- **EXERCISE GOAL**: The response should be an exact copy of the records, with the pictures removed.

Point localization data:

--

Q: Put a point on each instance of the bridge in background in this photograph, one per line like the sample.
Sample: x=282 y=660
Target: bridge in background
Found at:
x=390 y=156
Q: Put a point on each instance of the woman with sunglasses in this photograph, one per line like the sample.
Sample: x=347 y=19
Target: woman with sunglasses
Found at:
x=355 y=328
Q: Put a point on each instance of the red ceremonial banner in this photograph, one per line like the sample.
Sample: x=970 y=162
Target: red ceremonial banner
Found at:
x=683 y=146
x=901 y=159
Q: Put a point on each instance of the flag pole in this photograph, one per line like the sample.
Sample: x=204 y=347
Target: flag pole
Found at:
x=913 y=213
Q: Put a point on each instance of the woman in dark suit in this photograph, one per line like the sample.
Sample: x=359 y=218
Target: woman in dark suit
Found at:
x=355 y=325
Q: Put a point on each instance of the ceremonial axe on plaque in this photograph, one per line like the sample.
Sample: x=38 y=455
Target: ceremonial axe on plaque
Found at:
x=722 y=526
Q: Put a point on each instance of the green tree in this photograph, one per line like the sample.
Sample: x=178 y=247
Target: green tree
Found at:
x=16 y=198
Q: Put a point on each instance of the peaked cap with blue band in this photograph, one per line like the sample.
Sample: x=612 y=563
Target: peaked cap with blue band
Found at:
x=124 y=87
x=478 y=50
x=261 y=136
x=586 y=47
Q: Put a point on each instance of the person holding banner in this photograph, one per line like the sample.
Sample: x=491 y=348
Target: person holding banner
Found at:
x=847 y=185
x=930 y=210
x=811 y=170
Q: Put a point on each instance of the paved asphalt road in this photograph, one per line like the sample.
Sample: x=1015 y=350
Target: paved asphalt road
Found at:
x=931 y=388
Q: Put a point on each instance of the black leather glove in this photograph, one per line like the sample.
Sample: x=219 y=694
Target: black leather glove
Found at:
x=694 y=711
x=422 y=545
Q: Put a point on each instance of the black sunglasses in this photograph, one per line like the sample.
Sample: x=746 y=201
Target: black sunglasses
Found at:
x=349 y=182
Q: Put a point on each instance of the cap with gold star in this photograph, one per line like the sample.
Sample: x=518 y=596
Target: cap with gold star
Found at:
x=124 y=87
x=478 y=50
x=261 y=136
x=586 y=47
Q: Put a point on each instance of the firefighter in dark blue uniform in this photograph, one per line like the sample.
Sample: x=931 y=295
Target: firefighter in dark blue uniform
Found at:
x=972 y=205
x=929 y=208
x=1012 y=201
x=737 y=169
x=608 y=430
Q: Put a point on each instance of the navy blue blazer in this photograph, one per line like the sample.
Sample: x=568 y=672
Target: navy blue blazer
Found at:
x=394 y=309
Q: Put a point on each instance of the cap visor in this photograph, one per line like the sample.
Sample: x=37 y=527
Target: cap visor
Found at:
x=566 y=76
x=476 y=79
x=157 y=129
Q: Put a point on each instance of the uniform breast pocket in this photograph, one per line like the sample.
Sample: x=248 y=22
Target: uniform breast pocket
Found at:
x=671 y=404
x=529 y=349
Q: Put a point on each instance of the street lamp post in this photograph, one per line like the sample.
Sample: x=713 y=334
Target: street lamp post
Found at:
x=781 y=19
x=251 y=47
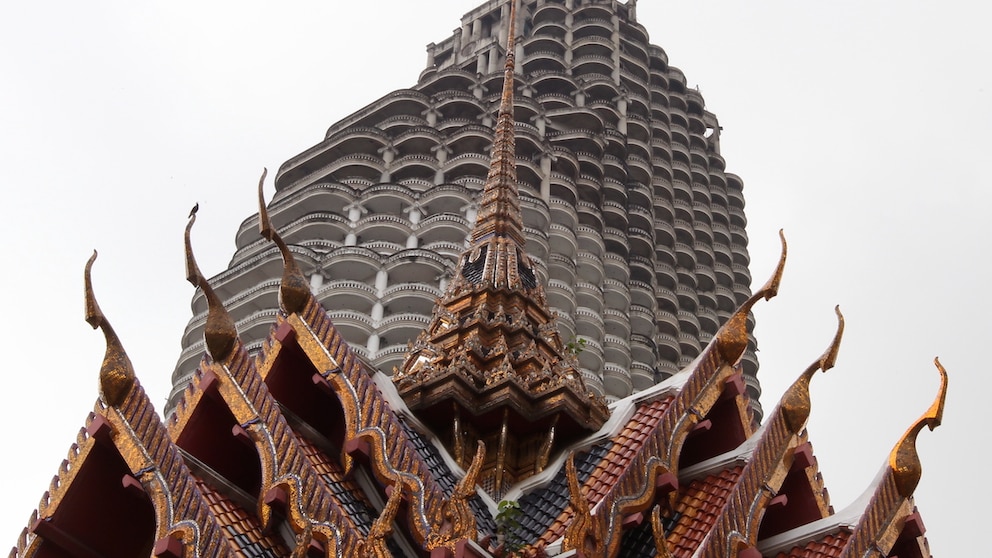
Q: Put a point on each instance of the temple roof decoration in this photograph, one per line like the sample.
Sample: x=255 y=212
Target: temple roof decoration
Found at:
x=305 y=450
x=220 y=333
x=492 y=363
x=116 y=373
x=294 y=290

--

- **OUTPUT FOR THIS TASK**:
Q: Put a point on each instance of the bridge in background in this photograph, one per line like the sample.
Sample: x=282 y=660
Target: bridge in background
Found at:
x=390 y=156
Q: Put a point on each instance of the woman with sunglasses in this photograph, one per line like the sample.
Sample: x=347 y=19
Target: woman with sunglasses
Found at:
x=355 y=328
Q: Put a point on each instance of the red ceremonial banner in this photograph, one per line like the sample.
Sample: x=970 y=162
Target: red ceremonial banner
Found at:
x=683 y=146
x=901 y=159
Q: Put a point on each instance of the flag pole in this photograph, one per line like the sample.
Sample: x=204 y=347
Target: flag pole
Found at:
x=913 y=213
Q: Put a point on each instance of the woman in dark suit in this photograph, one per line like the sample.
Sample: x=359 y=218
Target: woman in dark suit
Found at:
x=355 y=325
Q: Put a point on each instance of the ceremonial axe on plaque in this photograph, one per line like the sample.
Sample: x=38 y=455
Target: ceremonial axe on plaque
Found at:
x=722 y=526
Q: Put a point on each instance of the green tree in this photograph, one per line like the sample.
Sample: x=178 y=247
Target: green tree
Found at:
x=16 y=198
Q: Put a point on each instance of the peaked cap with blue band in this photograph, one per line like the sample.
Sample: x=612 y=563
Target: peaked cap with blue band
Found at:
x=124 y=87
x=478 y=50
x=261 y=136
x=586 y=47
Q: Put a point on each instance of the person holding banner in this photograph, one per line like the sample.
Sample: x=491 y=348
Target: person holding banner
Found at:
x=847 y=185
x=930 y=210
x=811 y=170
Q: Put a point on each instance of the paved asphalt road in this photograph, one per line like the sample.
Sample: x=1015 y=350
Target: paved asphalt road
Found at:
x=931 y=388
Q: Put a point on each instance of the black leather glove in this photograph, one per line like the sample.
Sample: x=219 y=694
Target: black leather glove
Found at:
x=694 y=711
x=422 y=545
Q: Put a point on each instance of the black sunglasses in this photograph, one per line like the sample.
Sample: x=746 y=201
Target: black sunglasses
Found at:
x=349 y=182
Q: Put a point on each instance of the cap with gold star in this photograph, one per line like the sample.
Sample: x=518 y=596
Target: cap with gold star
Found at:
x=124 y=87
x=478 y=50
x=261 y=136
x=586 y=47
Q: Put a point on each instance of the firefighter in dark blue uniform in this photograph, one per line like the sample.
Sample: x=931 y=295
Target: firefighter in dark blue uniform
Found at:
x=972 y=205
x=929 y=208
x=1012 y=201
x=737 y=169
x=608 y=430
Q: Put a point on each instance of the navy blue blazer in this photograph, one per line like the sample.
Sample: x=568 y=672
Target: navy blue blazer
Found at:
x=394 y=309
Q: Put a point on each instance of the cap visor in this photograph, one per line like the sample.
Sample: x=37 y=527
Target: cap visor
Found at:
x=566 y=76
x=476 y=79
x=157 y=129
Q: Put a point on each instance of the uniform breast pocket in this photograph, one per line like the sample.
Sample: x=248 y=22
Target: uniform breast pocket
Found at:
x=671 y=404
x=529 y=349
Q: Put a point on each instance of the street lamp post in this photograph, one per line like the sample.
Sample: x=713 y=334
Target: street lamp post
Found at:
x=781 y=19
x=251 y=47
Q: Put a point on each instance of the temple roof decoration in this photograph, one per line like the sample.
Sample: x=255 y=212
Target: temple roof decoration
Found at:
x=305 y=450
x=220 y=333
x=492 y=363
x=116 y=373
x=294 y=290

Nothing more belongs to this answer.